■ Questions to answer ■
a) List every person the article on electric car adoption names as a member of the Electrification Coalition.
b) According to the article on electric car adoption, what share of US new car sales should be battery-electric or plug-in hybrid cars by 2020?
c) Repeat the part of the article on electric car adoption starting at "Guide names mass" and ending at "Electrification Coalition added.".

Guide names mass e-car adoption potholes
Electrification Coalition speaks mind
Leccy Tech A US-based pro leccy vehicle organisation has recommended that 25 per cent of the country’s new car sales be for battery-electric or plug-in hybrid cars by the year 2020.
The Electrification Coalition – described as a not-for-profit body “committed to promoting policies and actions that will facilitate the deployment of electric vehicles on a mass scale” – also wants leccy cars to account for 90 per cent of all car sales in North America by the year 2030.
Seventy five per cent of all vehicle miles travelled in the US should then be electrically powered by the year 2040, the Electrification Coalition added.
Members of the Coalition include Nissan’s Chairman - Carlos Ghosn, who last week launched the Leaf e-car Stateside. Kevin Czinger of Coda Automotive, FedEx Chairman Frederick Smith and David Vieau of battery manufacturer A123 Systems each also count themselves as Coalition members.

■ Source material ■
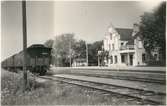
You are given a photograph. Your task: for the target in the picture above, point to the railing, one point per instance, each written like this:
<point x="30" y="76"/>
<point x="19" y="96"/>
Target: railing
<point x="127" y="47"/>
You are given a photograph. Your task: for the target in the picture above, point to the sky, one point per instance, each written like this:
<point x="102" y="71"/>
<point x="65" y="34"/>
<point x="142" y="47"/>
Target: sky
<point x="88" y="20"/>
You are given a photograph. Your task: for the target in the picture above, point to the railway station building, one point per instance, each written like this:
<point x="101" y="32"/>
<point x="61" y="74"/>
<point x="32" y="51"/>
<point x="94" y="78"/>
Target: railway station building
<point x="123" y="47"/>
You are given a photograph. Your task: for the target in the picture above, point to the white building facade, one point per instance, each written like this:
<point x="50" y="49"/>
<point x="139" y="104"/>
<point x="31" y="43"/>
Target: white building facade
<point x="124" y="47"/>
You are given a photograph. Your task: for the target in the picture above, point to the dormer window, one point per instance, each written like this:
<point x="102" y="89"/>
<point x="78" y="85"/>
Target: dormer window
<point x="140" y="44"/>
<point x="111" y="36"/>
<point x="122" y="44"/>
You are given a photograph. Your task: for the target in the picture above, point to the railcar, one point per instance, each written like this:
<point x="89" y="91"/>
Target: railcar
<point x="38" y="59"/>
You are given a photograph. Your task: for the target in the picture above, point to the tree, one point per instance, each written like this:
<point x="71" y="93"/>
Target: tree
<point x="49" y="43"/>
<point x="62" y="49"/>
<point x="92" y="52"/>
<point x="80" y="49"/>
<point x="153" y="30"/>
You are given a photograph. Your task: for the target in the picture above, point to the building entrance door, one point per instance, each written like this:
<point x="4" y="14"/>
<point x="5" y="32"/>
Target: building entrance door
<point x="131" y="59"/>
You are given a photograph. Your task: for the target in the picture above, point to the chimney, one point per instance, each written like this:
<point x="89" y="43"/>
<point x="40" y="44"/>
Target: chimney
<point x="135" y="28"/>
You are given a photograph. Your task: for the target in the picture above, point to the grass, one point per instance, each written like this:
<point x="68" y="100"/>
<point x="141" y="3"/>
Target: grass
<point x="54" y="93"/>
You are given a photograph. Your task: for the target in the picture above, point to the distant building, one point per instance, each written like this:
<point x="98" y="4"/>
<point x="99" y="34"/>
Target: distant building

■ Exercise results ■
a) Carlos Ghosn, Kevin Czinger, Frederick Smith, David Vieau

b) 25 per cent

c)
Guide names mass e-car adoption potholes
Electrification Coalition speaks mind
Leccy Tech A US-based pro leccy vehicle organisation has recommended that 25 per cent of the country’s new car sales be for battery-electric or plug-in hybrid cars by the year 2020.
The Electrification Coalition – described as a not-for-profit body “committed to promoting policies and actions that will facilitate the deployment of electric vehicles on a mass scale” – also wants leccy cars to account for 90 per cent of all car sales in North America by the year 2030.
Seventy five per cent of all vehicle miles travelled in the US should then be electrically powered by the year 2040, the Electrification Coalition added.